■ Source data ■
__________________________________________________

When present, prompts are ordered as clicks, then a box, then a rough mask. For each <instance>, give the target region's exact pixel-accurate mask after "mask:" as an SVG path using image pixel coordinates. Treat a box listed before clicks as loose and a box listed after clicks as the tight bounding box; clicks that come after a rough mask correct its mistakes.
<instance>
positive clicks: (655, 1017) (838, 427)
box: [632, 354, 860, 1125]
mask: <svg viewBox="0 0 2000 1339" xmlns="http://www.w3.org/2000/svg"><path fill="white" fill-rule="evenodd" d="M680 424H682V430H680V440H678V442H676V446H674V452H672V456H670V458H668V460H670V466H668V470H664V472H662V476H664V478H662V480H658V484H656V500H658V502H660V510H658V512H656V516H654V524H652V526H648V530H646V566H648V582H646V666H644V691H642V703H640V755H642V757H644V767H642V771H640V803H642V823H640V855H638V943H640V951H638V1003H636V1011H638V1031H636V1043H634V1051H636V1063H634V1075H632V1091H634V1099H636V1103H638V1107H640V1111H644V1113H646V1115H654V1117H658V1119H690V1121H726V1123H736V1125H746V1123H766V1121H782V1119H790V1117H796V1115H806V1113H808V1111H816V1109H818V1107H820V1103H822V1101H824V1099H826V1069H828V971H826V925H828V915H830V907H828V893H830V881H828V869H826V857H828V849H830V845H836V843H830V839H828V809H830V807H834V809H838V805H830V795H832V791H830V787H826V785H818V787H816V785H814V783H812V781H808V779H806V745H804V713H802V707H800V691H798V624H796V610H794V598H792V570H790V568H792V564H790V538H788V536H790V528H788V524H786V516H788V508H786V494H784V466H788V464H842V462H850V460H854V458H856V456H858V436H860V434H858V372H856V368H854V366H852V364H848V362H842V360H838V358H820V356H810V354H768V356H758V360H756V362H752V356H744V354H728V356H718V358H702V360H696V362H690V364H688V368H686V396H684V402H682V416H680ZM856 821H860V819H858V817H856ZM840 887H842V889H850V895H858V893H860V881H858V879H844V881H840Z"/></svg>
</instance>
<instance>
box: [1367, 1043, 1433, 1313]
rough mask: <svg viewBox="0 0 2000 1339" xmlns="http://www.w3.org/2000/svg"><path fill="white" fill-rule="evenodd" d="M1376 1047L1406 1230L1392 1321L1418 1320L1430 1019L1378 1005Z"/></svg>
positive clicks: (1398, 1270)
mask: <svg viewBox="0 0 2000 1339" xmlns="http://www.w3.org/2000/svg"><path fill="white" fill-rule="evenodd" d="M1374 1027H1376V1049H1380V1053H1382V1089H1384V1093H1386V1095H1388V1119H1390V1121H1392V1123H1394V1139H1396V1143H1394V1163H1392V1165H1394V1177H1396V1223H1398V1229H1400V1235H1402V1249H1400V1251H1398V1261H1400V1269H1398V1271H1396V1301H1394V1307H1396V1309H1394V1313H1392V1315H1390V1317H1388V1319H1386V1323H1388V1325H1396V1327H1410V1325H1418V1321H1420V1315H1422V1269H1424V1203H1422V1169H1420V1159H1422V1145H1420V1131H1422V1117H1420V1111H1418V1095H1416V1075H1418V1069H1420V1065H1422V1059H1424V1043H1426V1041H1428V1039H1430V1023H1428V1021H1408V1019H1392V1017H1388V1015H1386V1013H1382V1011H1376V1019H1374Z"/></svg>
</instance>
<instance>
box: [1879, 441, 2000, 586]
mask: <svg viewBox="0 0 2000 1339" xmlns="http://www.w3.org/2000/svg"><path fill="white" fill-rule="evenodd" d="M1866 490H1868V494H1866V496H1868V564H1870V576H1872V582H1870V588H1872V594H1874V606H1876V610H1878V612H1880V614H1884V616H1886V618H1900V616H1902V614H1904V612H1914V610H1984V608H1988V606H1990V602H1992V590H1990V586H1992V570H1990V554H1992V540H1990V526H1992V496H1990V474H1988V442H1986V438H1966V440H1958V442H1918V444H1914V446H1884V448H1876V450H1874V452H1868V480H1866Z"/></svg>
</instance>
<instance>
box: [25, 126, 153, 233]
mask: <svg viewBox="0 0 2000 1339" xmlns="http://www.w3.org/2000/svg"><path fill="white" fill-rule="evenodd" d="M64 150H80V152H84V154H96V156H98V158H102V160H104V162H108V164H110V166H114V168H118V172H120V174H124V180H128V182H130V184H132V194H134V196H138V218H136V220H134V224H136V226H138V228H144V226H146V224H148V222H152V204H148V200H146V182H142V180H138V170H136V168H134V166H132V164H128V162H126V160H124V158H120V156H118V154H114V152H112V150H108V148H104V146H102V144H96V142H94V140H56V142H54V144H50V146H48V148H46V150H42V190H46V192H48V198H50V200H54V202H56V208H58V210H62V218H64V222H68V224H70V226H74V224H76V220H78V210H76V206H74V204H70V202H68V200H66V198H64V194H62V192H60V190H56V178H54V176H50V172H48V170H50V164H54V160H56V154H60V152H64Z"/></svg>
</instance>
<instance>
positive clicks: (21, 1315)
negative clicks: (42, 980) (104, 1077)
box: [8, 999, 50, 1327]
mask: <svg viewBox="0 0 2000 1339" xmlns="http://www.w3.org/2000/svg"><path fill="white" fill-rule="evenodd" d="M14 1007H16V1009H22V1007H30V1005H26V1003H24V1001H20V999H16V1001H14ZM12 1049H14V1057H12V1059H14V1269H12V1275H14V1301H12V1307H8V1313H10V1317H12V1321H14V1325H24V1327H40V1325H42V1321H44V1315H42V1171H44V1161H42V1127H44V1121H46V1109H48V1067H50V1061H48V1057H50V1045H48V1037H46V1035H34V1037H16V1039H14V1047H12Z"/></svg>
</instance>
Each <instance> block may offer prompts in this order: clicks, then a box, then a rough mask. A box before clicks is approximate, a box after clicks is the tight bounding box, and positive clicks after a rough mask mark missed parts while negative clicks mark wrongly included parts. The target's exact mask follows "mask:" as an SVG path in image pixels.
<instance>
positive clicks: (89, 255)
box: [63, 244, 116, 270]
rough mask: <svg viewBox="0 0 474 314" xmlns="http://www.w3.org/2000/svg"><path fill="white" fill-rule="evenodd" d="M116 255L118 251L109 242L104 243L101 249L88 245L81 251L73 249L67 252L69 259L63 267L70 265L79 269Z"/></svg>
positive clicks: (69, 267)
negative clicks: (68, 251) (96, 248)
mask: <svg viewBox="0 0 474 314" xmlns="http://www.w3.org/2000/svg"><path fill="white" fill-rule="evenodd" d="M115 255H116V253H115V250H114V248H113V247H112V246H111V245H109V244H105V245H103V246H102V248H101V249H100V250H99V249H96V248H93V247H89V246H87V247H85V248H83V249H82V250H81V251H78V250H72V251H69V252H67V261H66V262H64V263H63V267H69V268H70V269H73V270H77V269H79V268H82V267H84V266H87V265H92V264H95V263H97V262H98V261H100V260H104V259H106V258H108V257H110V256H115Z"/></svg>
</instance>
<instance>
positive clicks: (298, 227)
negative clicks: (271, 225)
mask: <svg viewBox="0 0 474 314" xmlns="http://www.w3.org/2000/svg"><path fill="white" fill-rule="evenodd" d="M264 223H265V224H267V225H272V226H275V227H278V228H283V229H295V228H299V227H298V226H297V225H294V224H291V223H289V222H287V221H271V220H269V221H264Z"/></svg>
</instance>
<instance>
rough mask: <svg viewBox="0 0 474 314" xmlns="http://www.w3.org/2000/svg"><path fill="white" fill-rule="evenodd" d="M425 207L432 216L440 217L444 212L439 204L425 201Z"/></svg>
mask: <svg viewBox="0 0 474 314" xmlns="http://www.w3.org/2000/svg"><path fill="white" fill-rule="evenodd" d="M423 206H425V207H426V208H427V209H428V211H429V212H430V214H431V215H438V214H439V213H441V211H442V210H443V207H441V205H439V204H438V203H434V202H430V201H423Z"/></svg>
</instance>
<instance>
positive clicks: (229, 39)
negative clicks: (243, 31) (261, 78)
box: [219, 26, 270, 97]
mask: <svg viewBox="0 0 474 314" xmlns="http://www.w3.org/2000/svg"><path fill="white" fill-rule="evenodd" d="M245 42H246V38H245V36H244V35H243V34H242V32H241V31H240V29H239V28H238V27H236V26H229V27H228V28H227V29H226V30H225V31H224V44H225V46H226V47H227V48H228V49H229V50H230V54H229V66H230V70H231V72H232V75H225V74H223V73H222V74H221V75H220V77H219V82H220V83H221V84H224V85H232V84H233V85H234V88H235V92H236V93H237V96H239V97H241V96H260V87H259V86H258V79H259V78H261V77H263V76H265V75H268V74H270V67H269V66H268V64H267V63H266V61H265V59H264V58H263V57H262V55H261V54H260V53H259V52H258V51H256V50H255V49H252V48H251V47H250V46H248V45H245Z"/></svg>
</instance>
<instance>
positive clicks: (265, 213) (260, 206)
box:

__________________________________________________

■ Assignment ■
In the lines from the start through the one containing "box: [632, 354, 860, 1125]", switch "positive" to "foreground". Return only those lines and keep everything else unchanged.

■ Task output ■
When present, prompts are ordered as clicks, then a box, then a rough mask. For each <instance>, give the target region's exact pixel-accurate mask after "mask:" as an SVG path using image pixel coordinates. Treat a box listed before clicks as loose and a box listed after clicks as the tight bounding box; clicks that come after a rough mask correct its mistakes.
<instance>
foreground clicks: (655, 1017) (838, 427)
box: [632, 354, 860, 1125]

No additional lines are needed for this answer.